*Given instruction*
Copy each of the rows below word for word, without changing anything.

=-=-=-=-=

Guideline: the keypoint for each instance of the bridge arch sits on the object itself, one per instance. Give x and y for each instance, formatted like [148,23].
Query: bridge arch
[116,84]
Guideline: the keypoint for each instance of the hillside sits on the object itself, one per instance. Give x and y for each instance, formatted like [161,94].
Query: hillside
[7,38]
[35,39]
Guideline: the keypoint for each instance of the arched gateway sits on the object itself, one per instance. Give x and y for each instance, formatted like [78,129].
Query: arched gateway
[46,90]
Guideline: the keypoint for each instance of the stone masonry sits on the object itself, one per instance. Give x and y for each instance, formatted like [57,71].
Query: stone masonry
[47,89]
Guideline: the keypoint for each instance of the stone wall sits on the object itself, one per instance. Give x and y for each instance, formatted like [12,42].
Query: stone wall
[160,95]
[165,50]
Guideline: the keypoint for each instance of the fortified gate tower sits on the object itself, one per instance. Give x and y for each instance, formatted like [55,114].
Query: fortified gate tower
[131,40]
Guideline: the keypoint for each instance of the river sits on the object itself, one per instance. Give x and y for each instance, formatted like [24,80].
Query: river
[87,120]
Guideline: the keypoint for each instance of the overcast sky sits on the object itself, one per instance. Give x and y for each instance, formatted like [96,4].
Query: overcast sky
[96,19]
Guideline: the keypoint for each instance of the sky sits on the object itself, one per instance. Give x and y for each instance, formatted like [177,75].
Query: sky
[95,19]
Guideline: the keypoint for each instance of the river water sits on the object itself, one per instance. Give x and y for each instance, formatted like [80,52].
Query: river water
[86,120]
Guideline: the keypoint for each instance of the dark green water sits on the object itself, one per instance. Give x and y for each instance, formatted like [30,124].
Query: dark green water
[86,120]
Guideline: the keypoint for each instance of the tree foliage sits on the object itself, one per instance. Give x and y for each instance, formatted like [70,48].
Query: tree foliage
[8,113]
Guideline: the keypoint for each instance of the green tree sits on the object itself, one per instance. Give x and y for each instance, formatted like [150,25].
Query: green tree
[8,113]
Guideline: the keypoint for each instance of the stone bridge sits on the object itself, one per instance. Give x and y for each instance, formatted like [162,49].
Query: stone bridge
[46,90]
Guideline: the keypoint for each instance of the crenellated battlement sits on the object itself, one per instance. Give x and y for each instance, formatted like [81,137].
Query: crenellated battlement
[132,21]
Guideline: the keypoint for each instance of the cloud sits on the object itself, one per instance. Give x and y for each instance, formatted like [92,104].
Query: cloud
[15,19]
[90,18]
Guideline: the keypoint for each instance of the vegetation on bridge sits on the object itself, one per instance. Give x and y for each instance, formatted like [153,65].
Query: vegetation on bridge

=-=-=-=-=

*Solution*
Guideline: the keypoint for each instance of the bridge arch sits on the object itself, one per instance. Give x and y for each instance, formatted like [148,23].
Query: bridge arch
[116,84]
Guideline: the keypoint for each instance of the hillside sits on the object itself, one per instance. Give x and y for each instance, formatted like [161,94].
Query: hillside
[7,38]
[35,39]
Guideline: the keypoint for each instance of the arched gateway sits on the object itself, one per instance. Give x and y for each instance, formatted like [78,129].
Query: arched gateway
[46,90]
Guideline: the keypoint for each instance of the stone masonry sits on the object itself, one per instance. Give x and y for each instance, formatted like [57,71].
Query: stone masonry
[47,89]
Guideline: the keypoint for each instance of the stone wall sits on the object itself, one per instance. Give x and y for each instance, formatted like [12,42].
Query: stone wall
[160,95]
[165,50]
Guideline: the keypoint for each instance of the fortified gate tower sits on the object itself, one per instance. Give x and y for each instance, formatted like [55,114].
Query: fortified gate tower
[131,40]
Guideline: the keypoint for each instance of the river sits on the object itself, one per instance. Give x and y for each instance, formatted like [24,80].
Query: river
[87,120]
Guideline: the keypoint for each instance of the overcast sky sits on the object itself, one per instance. Give x and y for each instance, formatted like [96,4].
Query: overcast sky
[96,19]
Guideline: the keypoint for each instance of the sky sits on the object itself, one per instance. Give x and y for each instance, formatted like [177,75].
Query: sky
[95,19]
Guideline: the keypoint for each instance of the river water sits on the object itself, one per instance. Give x and y for each instance, formatted like [80,52].
Query: river water
[86,120]
Guideline: the keypoint for each instance of the dark green water sits on the object itself, one per instance. Give x and y for each instance, formatted like [30,124].
Query: dark green water
[86,120]
Guideline: the keypoint for each instance of the tree foliage sits on the object itself, one per instance. Give x and y for each instance, formatted like [70,48].
Query: tree foliage
[8,113]
Guideline: the keypoint for each instance of the green tree sits on the object itself, one per instance. Give x and y for each instance, formatted like [150,25].
Query: green tree
[8,113]
Guideline: the keypoint for each instance of the stone bridge sits on the object itself, one per instance. Give x and y for each instance, formatted like [162,49].
Query: stone bridge
[46,90]
Guideline: the keypoint for each instance of the crenellated battlement sits on the object itself, one per instance. Give x and y for each instance, formatted like [81,137].
Query: crenellated battlement
[132,21]
Guideline: the keypoint for each instance of the cloud sits on the object itself, one per instance. Give x and y for each instance, formatted like [92,104].
Query: cloud
[15,19]
[90,18]
Guideline: the keypoint for each instance of the vegetation on bridge sits on the object itself, one per instance. Give x and y for each instance, formatted like [153,65].
Query: vegetation on bridge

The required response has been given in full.